"""

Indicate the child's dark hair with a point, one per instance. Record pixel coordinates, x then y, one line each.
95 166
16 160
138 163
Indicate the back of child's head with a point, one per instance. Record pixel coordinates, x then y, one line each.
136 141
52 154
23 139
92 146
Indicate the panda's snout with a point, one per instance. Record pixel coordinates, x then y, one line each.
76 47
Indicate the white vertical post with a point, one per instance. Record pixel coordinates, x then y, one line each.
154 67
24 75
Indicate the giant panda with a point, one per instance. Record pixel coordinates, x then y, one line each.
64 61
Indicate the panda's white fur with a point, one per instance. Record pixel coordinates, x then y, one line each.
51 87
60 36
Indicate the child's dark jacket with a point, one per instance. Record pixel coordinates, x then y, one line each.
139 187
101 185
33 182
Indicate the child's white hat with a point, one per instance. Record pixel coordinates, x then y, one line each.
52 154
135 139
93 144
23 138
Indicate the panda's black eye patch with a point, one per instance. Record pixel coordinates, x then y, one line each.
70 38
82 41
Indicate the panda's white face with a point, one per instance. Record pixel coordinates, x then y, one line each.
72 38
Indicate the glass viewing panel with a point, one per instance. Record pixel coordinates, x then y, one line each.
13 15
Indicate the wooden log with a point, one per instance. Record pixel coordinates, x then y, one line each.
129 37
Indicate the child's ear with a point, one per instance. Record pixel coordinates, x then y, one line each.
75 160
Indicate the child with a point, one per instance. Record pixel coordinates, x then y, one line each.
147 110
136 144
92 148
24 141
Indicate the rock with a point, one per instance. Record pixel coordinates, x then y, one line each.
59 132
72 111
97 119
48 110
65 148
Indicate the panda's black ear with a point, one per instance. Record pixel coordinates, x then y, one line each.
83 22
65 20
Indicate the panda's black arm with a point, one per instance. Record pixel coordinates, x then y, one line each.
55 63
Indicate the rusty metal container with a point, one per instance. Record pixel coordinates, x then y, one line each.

"""

Work required => Taking no liberties, give the material above again in full.

Answer =>
Indicate the child's dark hair with a point, one per instance. Record pixel coordinates, x then y, one line each.
95 166
16 160
138 163
Indicate the back of child's head with a point, one per instance. Record pixel coordinates, x then y, one line each.
136 141
52 154
23 139
92 146
Indicate the panda's snout with a point, one per instance. Record pixel coordinates, x then y, one line each.
76 47
Indicate the white vertical post with a point, one per instance. Record pixel coordinates, x then y, one line each.
154 67
24 75
Indicate the giant panda with a point, one per instance. Record pixel coordinates, x then y, one line each.
64 61
Indicate the panda's white fur with a point, one per instance. Record pixel coordinates, x then y, one line each.
51 87
60 36
Indicate the child's dark jacket with a point, one per instance. Record pixel coordinates, x then y, one line each.
139 187
101 185
33 182
Indicate the child's white hat with a point, one per instance. Record pixel coordinates, x then y, one line each.
52 154
135 139
93 144
23 138
Indicate the panda's black eye patch with a point, one per instance. Record pixel coordinates, x then y, one line each.
70 38
82 41
Indicate the panda's white face with a point, one per instance. Record pixel coordinates, x then y, one line each.
72 38
Indicate the glass viewing panel with a point, one per instance. Record pixel coordinates, x then y, one line each.
13 15
Indicate the wooden log with a point, one per instance. Record pixel coordinates, x then y, one line each.
129 37
Indicate the child's ear with a point, one per instance. Record pixel coordinates, x then y, one line each.
75 160
Indicate the child with a point, one per instance. Record pixel coordinates, x then y, one line each.
147 110
136 144
92 148
24 141
Indicate the rock with a point, one per instance. Record pixel coordinates, x then y, one line each.
59 132
72 111
97 119
48 110
65 148
Indicate the panda's black ear with a point, one per instance. Record pixel coordinates, x then y, one line each.
83 22
65 20
Indicate the panda's black arm with a point, one per instance. Record pixel coordinates, x then y, one line each.
55 63
Indicate the rusty metal container with a point, one per instance. Record pixel coordinates, x then y, one line each.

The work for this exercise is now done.